Your instructions: Return, word for word, the part of the growth factor gradients text that opens with the words containing "Growth Factor Gradients" and closes with "guide vessel invasion.".

Supplied passage:

--*--

Growth Factor Gradients

While the identity of growth factor and/or growth factor combinations is important in stimulating neovascularization, the spatial presentation of these factors plays a major role in this process. In studies in the post-natal retina, Gerhardt et al. showed that the migration of ECs on the tips of sprouting vessels was dependent on the gradient of VEGF, while proliferation was a function of its concentration.15 The approaches described in the previous section generate gradients due to the diffusion of the growth factor from the polymer scaffold and into the surrounding tissue. It may also be beneficial to generate scaffolds with controlled gradients of growth factors to accelerate and guide vessel invasion.

Barkefors et al. investigated EC migration in response to soluble gradients of VEGF and FGF-2 using a novel microfluidic chemotaxis chamber.16 An advantage of the MCC as compared to more traditional chamber assays is that it allows for predictable gradients of various shapes and imaging of migratory cell paths using time-lapse microscopy. Gradients of VEGF resulted in a more potent chemotactic effect for ECs as compared to similar gradients of FGF-2. Further analysis of cell migration in different regions of the gradient indicated a maximal chemotactic response in exponential gradient as compared to linear gradient regions suggesting that the shape of the gradient dictates migratory response. These results suggest the complicated nature of the EC response to gradients of immobilized factors. The response depends on the specific growth factor and the shape of its concentration profile.

Growth factors and ECM molecules simultaneously regulate the migration of cells. Liu et al. created surface density gradients of both VEGF and fibronectin on gold substrates with varying gradient slopes generated by self-assembled monolayers using an electrochemical approach.17 To our knowledge, this was the first study to create surface density gradients of VEGF. ECs seeded on surface density gradients of fibronectin, VEGF, or both proteins exhibited increased cell displacement on gradient surfaces towards higher surface protein density as compared to surfaces with a uniform protein density. A two-fold increase in cell migration was observed on VEGF gradient as compared to fibronectin gradient surfaces and a further two-fold increase in migratory response was observed on surfaces with combined gradients of both factors as compared to those with immobilized VEGF or fibronectin gradients alone.

--*--

Dataset content:
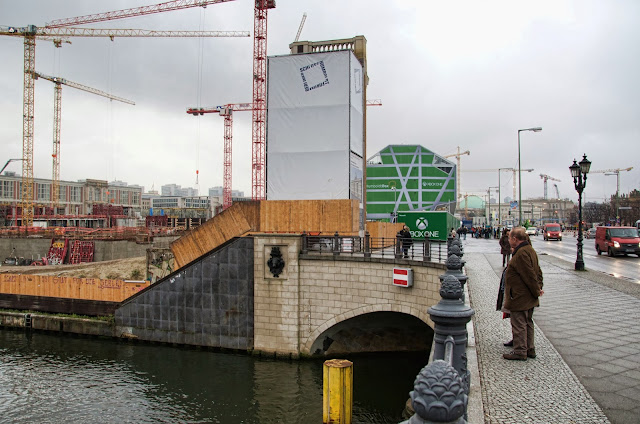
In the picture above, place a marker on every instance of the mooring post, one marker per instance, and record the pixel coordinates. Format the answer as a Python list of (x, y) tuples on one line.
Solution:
[(337, 391), (367, 244), (305, 248), (426, 247)]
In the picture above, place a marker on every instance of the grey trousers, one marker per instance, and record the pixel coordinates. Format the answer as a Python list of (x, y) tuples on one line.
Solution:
[(522, 330)]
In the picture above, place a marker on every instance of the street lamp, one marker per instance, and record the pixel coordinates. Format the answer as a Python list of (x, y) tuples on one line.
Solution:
[(579, 173), (535, 129)]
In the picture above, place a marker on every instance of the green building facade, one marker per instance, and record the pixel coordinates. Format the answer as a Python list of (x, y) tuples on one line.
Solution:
[(409, 178)]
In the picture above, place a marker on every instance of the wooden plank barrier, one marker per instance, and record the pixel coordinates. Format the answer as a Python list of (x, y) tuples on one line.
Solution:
[(266, 216), (383, 229), (70, 287)]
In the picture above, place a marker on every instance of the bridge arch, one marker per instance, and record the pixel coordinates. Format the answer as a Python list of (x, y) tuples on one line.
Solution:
[(372, 328)]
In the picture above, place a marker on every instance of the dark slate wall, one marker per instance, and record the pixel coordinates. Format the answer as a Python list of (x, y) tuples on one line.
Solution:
[(207, 303)]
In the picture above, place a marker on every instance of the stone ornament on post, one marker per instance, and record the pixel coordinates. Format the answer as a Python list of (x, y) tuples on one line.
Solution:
[(438, 395), (450, 317)]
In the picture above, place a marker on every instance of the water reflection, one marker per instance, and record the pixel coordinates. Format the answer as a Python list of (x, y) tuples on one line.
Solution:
[(51, 378)]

--*--

Task output:
Growth Factor Gradients

While the identity of growth factor and/or growth factor combinations is important in stimulating neovascularization, the spatial presentation of these factors plays a major role in this process. In studies in the post-natal retina, Gerhardt et al. showed that the migration of ECs on the tips of sprouting vessels was dependent on the gradient of VEGF, while proliferation was a function of its concentration.15 The approaches described in the previous section generate gradients due to the diffusion of the growth factor from the polymer scaffold and into the surrounding tissue. It may also be beneficial to generate scaffolds with controlled gradients of growth factors to accelerate and guide vessel invasion.